**Assignment:** Copy all records exactly; omit pictures.

Data entries:
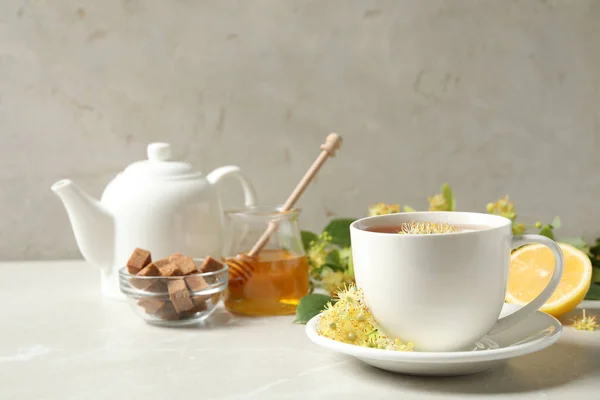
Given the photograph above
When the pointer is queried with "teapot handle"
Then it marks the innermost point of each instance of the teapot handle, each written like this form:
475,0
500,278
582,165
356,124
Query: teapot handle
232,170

**Reply:**
Given the photograph above
When the pointer is queried with "teapot handle"
Then it marks the innermost point of each instance of the teapot handle, each written like this form:
475,0
500,278
582,165
356,124
Query: teapot handle
232,170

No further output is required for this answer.